ЗАДАНИЕ 1: Какие глаза были у Волоховой, если судить по тексту о Блоке?
ЗАДАНИЕ 2: Подхватите текст о Блоке и продолжите его вслед за последней приведенной фразой.

ИЗВЛЕЧЁННЫЙ ТЕКСТ:
Я спросила, была ли Любовь Дмитриевна красавицей.

– Что вы, Л. К., с такой спиной! Она не только не была красива, она была ужасна! Я познакомилась с ней, когда ей исполнилось тридцать лет. Самое главное в этой женщине была спина – широченная, сутулая. И бас. И толстые, большие ноги и руки. Внутренне же она была неприятная, недоброжелательная, точно сломанная чем-то… Но он всегда, всю жизнь видел в ней ту девушку, в которую когда-то влюбился… И любил ее… Впрочем, в Дневнике, говорят, есть страшные о ней строки – Орлов их не напечатал, – мне говорили люди, читавшие рукопись… Дельмас я видела в самый момент их романа, она вместе со мной выступала в Доме Армии и Флота. Порядочная, добрая, но неумная. Она была веснушчатая, рыжая, с некрасивым плоским лицом, но с красивыми плечами, полная… (Он, по-видимому, любил, чтобы у женщин было всего много.) Очаровательная была Валентина Андреевна[221], я очень дружила с ней, не то чтобы красивая, но прелестная… У Волоховой были прекрасные черные глаза… Любовные письма Блока очень благородны; мне Валентина Андреевна показала одно: «Все, что осталось от моей молодости, – Ваше»…85

Я заговорила о том, что многие любовные стихи Блока страшны отсутствием в них любви, – если понимать под любовью доброту, нежность; самый корень слова, самая основа его – в его чувстве утрачены. «Мне искушенье тебя оскорбить» – любви в этом искушенье нету.

– Да, пожалуй, – согласилась Анна Андреевна. – Помните: «Опять звала бесчеловечным»86. И вот это отсутствие любви, о котором вы говорите, видно более всего в «Снежной маске»… Тут уж одни костяшки стучат…87 Я полагаю, Блок вообще дурно, неуважительно относился к женщинам. У меня никогда не было и тени романа с Блоком (я очень удивилась, я всегда думала, что «мой знаменитый современник»[222] – это он), – но я кое-что знаю случайно о его романах… Мне рассказывали две женщины в разное время историю свою с ним – в сущности, одну и ту же… Обе молодые и красивые… Одна была у него в гостях, поздно, в пустой квартире… другая – в «Бродячей собаке»… Обе из породы женщин-соблазнительниц… А он в последнюю минуту оттолкнул их: «Боже… уже рассвет… прощайте-прощайте…»

СОХРАНЁННЫЕ ДАННЫЕ:
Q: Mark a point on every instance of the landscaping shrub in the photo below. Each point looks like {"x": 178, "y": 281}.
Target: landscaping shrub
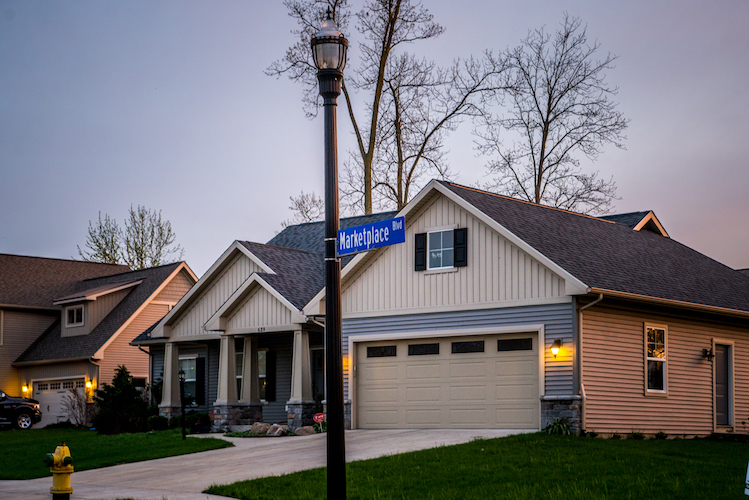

РЕЗУЛЬТАТ ВЫПОЛНЕНИЯ 1: У Волоховой были прекрасные черные глаза.

РЕЗУЛЬТАТ ВЫПОЛНЕНИЯ 2:
– Ну, эти истории дурно характеризуют скорее их, чем его, – сказала я.

– Да, конечно… Но, встречаясь постоянно с такими вот дамами, он научился неуважительно думать обо всех подряд.

Я принялась излагать ей свою любимую теорию необходимости развода.

Анна Андреевна согласилась, сделав некоторые оговорки.

– Бывают случайные измены, а потом опять все склеивается, но это редкость… Бывает также, что из-за детей не расходятся… Но я-то думаю, что и детям развод родителей чаще бывает полезен, чем вреден. А вот этакие наслоения жен, – она снова легонько постучала в стену Николая Николаевича, – это уже совсем чепуха.

Я рассказала ей об одной женщине, портнихе, от которой муж не может уйти, потому что она, чуть он за чемодан, покушается на самоубийство.

– Ну, это часто бывает, – презрительно отозвалась Анна Андреевна. – И поверьте, она уж теперь всю жизнь будет висеть на нем. Я знаю таких: бросается в пруд, ходит мокрая, потом сушится, потом опять бросается… Это уж на всю жизнь, тут ничего не поделаешь..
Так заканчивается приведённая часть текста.